··· Material for this task ···

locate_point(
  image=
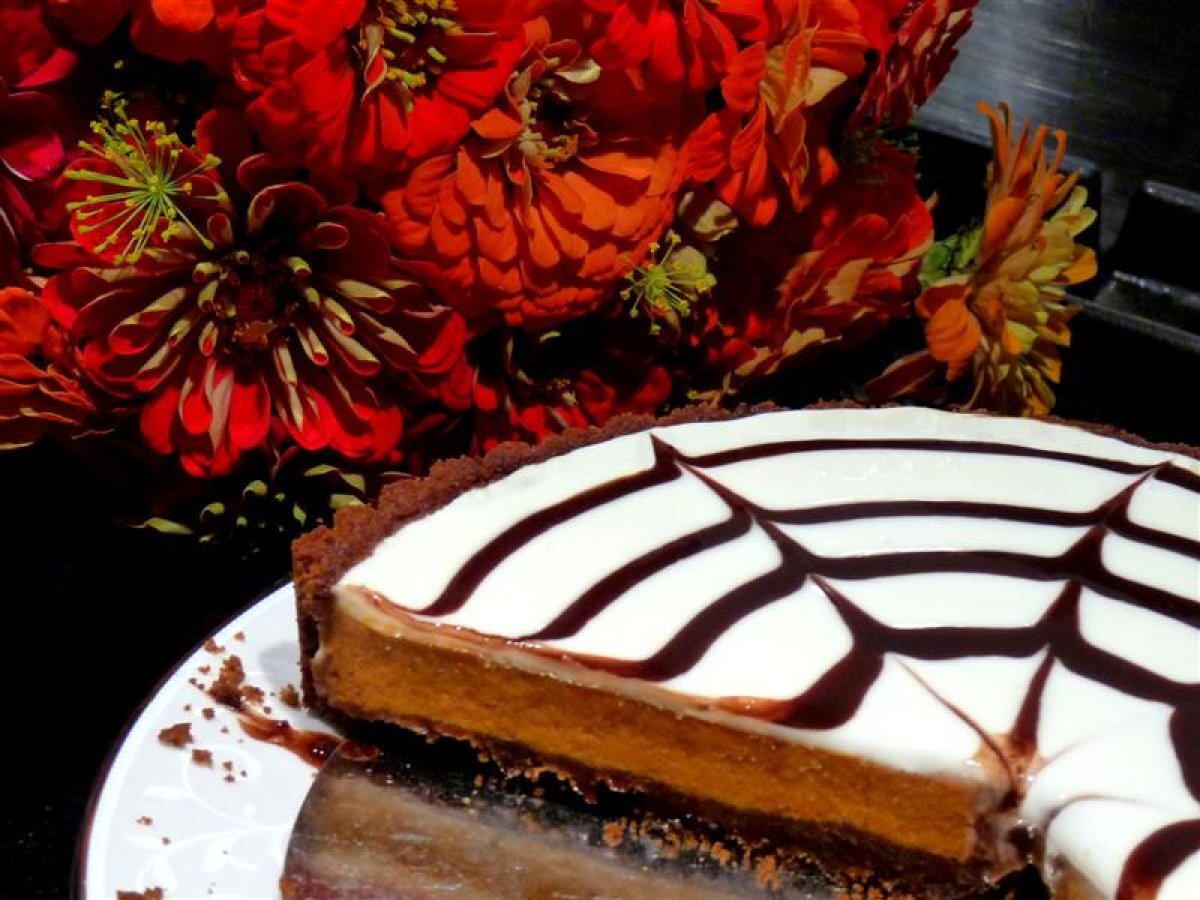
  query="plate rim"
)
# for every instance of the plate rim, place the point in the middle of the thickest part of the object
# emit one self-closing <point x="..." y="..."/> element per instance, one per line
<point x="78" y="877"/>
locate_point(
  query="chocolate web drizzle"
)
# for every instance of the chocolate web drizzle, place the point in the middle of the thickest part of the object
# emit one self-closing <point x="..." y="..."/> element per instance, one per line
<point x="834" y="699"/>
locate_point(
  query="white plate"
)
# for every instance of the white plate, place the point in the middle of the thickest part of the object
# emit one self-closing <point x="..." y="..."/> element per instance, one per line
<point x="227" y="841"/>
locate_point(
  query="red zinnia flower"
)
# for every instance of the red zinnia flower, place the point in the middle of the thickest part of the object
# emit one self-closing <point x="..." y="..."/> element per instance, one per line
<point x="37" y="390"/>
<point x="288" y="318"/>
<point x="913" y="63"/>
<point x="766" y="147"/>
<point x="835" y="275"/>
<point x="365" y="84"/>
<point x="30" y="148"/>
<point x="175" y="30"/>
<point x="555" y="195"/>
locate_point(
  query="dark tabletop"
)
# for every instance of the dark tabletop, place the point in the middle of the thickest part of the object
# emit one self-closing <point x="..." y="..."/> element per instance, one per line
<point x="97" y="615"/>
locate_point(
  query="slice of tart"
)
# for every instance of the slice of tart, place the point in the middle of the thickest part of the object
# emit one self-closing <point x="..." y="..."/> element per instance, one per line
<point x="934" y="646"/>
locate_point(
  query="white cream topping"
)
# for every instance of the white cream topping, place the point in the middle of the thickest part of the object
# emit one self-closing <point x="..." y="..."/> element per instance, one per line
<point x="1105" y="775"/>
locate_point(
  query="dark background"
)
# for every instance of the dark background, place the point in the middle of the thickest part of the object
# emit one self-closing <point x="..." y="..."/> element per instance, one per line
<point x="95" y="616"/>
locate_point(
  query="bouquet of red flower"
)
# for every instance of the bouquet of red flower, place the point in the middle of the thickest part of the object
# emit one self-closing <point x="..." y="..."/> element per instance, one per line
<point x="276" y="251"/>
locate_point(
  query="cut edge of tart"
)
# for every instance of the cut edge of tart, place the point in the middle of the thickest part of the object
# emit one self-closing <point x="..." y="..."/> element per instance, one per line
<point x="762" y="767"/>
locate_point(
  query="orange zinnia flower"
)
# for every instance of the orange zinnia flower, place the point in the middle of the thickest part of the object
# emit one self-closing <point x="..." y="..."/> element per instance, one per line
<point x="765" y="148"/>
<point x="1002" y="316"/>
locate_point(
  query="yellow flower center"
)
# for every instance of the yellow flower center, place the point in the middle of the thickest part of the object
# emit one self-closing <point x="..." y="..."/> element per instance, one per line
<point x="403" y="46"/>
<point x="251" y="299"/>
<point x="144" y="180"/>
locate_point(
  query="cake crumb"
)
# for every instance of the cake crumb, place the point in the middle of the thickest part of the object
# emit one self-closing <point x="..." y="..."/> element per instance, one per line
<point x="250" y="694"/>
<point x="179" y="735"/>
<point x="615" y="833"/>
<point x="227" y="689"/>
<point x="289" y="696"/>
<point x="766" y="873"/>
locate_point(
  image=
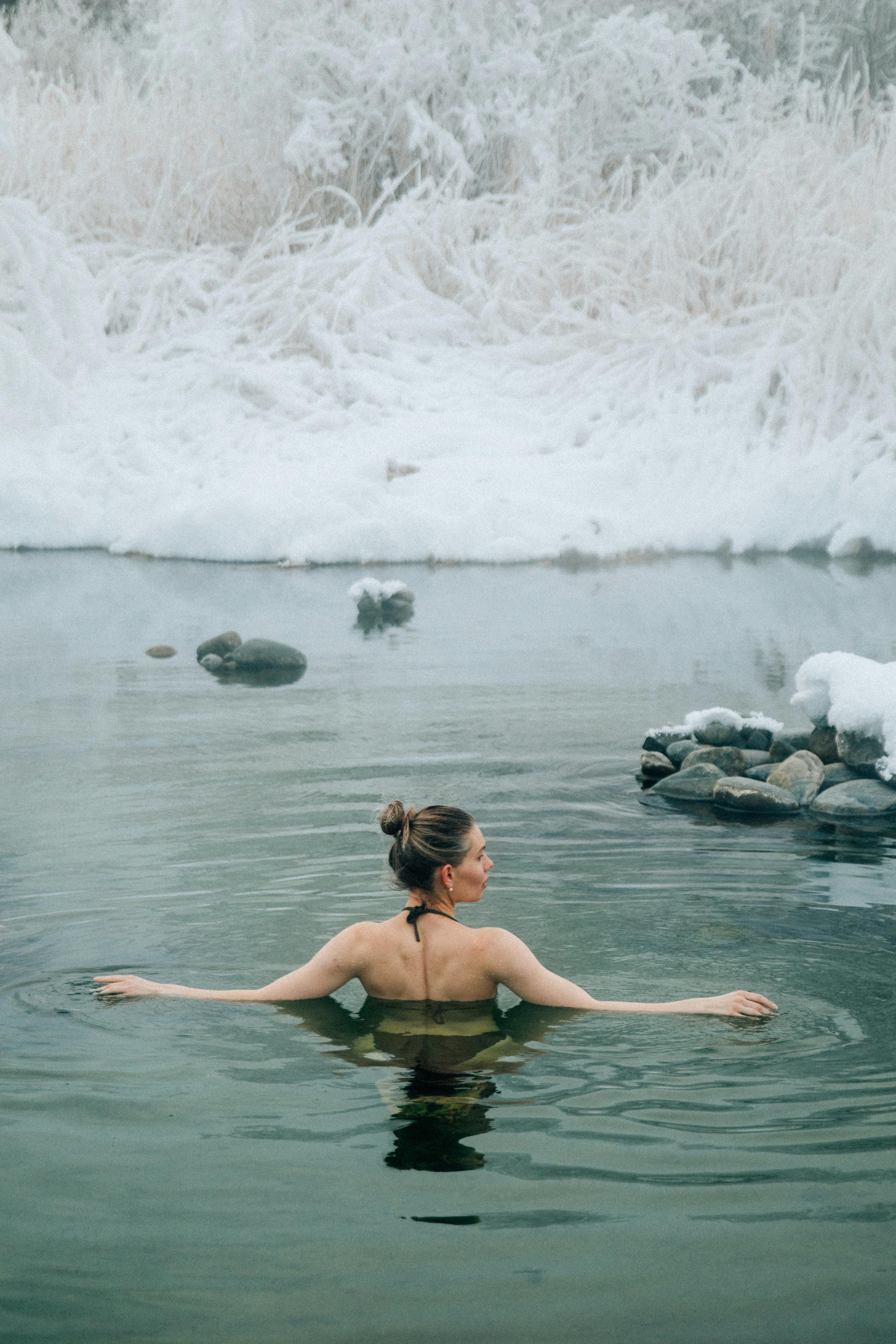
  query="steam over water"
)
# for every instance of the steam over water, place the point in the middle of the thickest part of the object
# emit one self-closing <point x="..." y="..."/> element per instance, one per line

···
··· Material for this task ···

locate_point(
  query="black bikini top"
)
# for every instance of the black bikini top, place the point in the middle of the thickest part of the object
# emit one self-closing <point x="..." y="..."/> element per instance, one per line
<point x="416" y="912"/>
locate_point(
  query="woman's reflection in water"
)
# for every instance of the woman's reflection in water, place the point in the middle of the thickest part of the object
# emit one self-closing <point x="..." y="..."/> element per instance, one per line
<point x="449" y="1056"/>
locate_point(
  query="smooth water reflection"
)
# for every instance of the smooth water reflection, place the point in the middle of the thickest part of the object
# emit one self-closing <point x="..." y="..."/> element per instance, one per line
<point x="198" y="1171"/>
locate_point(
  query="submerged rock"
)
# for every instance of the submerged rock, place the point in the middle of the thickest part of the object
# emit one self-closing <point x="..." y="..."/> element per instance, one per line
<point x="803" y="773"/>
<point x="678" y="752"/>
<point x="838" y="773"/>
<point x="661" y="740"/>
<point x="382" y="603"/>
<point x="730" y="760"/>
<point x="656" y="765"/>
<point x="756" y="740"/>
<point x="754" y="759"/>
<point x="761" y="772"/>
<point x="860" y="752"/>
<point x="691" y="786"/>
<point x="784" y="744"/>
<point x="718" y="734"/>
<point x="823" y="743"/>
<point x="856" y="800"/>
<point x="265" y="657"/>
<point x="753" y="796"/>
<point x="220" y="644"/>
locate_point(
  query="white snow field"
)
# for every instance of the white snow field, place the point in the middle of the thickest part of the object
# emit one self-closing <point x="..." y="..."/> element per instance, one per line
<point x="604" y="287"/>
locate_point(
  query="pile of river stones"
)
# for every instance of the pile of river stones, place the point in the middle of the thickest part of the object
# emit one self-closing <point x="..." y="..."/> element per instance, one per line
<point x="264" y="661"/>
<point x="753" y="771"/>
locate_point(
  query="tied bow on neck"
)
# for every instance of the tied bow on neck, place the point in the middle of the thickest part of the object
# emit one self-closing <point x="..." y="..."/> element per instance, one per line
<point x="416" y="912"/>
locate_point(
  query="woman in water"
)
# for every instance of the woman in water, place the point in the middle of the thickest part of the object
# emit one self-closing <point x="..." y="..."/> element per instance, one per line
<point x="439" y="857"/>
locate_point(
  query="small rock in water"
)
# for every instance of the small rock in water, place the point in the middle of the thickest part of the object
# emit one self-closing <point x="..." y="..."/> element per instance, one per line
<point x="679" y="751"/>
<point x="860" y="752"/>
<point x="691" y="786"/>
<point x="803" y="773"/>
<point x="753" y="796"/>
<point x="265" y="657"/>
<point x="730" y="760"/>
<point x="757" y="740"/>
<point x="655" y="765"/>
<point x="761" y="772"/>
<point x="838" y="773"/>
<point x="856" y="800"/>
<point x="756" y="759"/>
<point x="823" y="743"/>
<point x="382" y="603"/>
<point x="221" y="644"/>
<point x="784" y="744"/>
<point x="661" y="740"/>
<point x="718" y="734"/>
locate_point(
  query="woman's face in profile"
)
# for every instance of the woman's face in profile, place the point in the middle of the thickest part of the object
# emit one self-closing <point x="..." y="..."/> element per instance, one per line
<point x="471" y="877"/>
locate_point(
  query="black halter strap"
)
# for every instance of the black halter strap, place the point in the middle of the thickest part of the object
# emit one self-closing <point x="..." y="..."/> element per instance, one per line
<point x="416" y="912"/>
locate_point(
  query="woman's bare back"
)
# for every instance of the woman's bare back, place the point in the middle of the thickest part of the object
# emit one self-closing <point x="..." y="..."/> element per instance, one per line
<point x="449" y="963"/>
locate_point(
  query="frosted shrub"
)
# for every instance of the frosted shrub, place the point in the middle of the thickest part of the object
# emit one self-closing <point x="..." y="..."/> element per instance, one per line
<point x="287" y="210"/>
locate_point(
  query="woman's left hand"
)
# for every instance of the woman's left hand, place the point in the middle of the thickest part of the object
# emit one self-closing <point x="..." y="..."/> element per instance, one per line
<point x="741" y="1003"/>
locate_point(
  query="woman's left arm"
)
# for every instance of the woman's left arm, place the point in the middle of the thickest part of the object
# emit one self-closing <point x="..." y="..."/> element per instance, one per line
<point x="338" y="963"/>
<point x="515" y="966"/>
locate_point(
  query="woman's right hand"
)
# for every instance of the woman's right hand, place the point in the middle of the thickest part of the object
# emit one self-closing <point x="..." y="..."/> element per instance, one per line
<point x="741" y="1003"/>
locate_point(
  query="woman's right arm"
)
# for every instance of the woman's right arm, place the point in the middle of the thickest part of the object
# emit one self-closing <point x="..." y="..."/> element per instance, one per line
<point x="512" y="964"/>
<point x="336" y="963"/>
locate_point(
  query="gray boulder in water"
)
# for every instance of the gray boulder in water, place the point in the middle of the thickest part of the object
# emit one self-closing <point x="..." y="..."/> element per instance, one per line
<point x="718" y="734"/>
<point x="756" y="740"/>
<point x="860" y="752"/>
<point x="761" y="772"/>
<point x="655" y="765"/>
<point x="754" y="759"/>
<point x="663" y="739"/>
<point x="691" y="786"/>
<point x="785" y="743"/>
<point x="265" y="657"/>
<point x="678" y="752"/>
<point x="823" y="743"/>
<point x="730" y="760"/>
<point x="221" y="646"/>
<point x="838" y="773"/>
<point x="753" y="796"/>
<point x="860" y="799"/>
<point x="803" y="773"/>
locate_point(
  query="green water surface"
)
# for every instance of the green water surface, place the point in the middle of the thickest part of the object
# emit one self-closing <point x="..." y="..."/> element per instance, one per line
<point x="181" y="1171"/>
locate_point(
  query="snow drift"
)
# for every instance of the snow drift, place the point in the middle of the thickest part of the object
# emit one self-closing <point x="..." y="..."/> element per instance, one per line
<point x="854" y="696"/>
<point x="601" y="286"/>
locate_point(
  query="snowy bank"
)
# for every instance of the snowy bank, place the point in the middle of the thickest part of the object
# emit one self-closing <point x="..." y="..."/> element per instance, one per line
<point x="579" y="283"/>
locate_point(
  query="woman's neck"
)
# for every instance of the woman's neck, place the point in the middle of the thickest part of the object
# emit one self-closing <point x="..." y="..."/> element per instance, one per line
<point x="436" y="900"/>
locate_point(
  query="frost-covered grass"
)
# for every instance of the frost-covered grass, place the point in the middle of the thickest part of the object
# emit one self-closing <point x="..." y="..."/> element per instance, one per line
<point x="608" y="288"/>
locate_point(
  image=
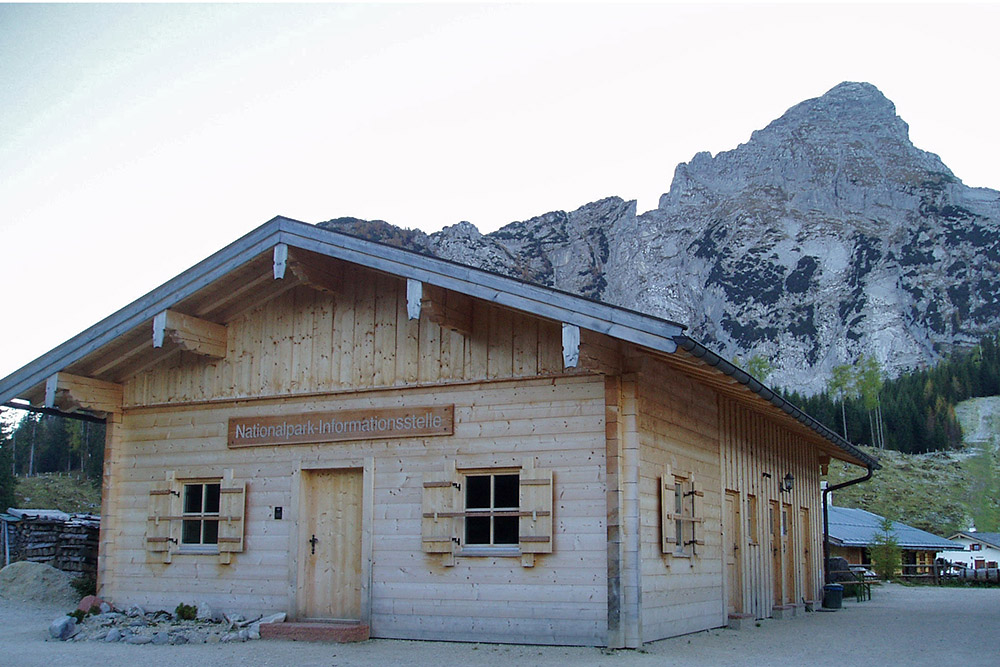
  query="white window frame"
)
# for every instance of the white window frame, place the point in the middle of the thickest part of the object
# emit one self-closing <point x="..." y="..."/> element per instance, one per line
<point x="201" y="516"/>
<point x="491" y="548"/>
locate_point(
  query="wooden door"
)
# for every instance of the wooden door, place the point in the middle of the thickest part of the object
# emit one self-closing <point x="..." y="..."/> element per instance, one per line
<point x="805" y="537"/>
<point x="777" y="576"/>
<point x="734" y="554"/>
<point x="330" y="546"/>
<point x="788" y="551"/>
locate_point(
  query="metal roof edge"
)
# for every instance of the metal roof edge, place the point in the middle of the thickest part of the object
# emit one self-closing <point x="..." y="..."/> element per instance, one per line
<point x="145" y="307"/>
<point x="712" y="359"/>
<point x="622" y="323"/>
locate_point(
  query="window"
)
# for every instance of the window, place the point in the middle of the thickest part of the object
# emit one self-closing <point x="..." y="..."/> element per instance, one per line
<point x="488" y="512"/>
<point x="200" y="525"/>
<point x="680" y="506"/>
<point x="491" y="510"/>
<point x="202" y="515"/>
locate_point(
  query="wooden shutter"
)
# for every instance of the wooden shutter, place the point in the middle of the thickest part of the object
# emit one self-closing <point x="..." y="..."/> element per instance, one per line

···

**Brief:**
Show the lines in the entries above that include the string "submerged".

**Finished task:**
  query="submerged rock"
# for every instance of the submerged rock, place the point in the middle of the thickest part of the object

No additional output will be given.